**Pointing dataset entries**:
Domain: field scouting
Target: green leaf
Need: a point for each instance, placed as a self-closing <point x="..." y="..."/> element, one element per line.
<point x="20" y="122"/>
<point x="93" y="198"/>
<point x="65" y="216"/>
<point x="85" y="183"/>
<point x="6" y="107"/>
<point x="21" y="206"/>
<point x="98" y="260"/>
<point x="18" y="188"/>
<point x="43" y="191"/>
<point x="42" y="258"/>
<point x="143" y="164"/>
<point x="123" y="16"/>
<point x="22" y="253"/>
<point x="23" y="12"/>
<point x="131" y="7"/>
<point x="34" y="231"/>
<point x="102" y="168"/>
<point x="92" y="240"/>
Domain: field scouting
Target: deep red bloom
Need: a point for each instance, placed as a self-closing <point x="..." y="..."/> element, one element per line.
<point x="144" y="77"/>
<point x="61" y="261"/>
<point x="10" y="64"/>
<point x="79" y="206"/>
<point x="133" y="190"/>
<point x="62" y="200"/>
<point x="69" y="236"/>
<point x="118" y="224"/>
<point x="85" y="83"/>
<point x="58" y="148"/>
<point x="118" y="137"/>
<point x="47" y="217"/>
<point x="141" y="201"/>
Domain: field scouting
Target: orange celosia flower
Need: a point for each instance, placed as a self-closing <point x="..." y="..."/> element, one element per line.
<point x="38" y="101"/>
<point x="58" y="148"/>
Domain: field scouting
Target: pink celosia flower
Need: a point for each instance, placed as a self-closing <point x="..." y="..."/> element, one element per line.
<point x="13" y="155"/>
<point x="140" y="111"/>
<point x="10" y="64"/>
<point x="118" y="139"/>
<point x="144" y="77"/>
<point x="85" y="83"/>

**The exercise**: Reproduce all the entries above word for word, line by line.

**Finished answer**:
Domain: field scouting
Target: green leaf
Need: a point for each instance, placed as a self-closing <point x="..." y="..."/> element, one element per line.
<point x="20" y="122"/>
<point x="93" y="198"/>
<point x="65" y="216"/>
<point x="85" y="183"/>
<point x="6" y="107"/>
<point x="21" y="206"/>
<point x="98" y="260"/>
<point x="18" y="188"/>
<point x="43" y="191"/>
<point x="42" y="258"/>
<point x="143" y="164"/>
<point x="123" y="16"/>
<point x="22" y="253"/>
<point x="23" y="12"/>
<point x="131" y="7"/>
<point x="34" y="231"/>
<point x="102" y="168"/>
<point x="92" y="240"/>
Domain: field scouting
Target: deep red bloom
Need: a point for each instance, placed as a self-closing <point x="..." y="..."/> element, one element per line.
<point x="144" y="77"/>
<point x="61" y="261"/>
<point x="10" y="64"/>
<point x="79" y="206"/>
<point x="133" y="190"/>
<point x="62" y="200"/>
<point x="69" y="236"/>
<point x="118" y="224"/>
<point x="85" y="83"/>
<point x="58" y="148"/>
<point x="118" y="137"/>
<point x="47" y="217"/>
<point x="141" y="201"/>
Domain: field scouting
Target: orange celosia flower
Need: a point for each instance, placed as a self-closing <point x="..." y="..."/> element, one element per line.
<point x="38" y="101"/>
<point x="58" y="148"/>
Domain: field scouting
Target: pink celosia flower
Need: a point for each instance, placed as a self-closing <point x="..." y="..."/> element, one element per line.
<point x="13" y="155"/>
<point x="140" y="111"/>
<point x="10" y="64"/>
<point x="118" y="139"/>
<point x="144" y="77"/>
<point x="85" y="83"/>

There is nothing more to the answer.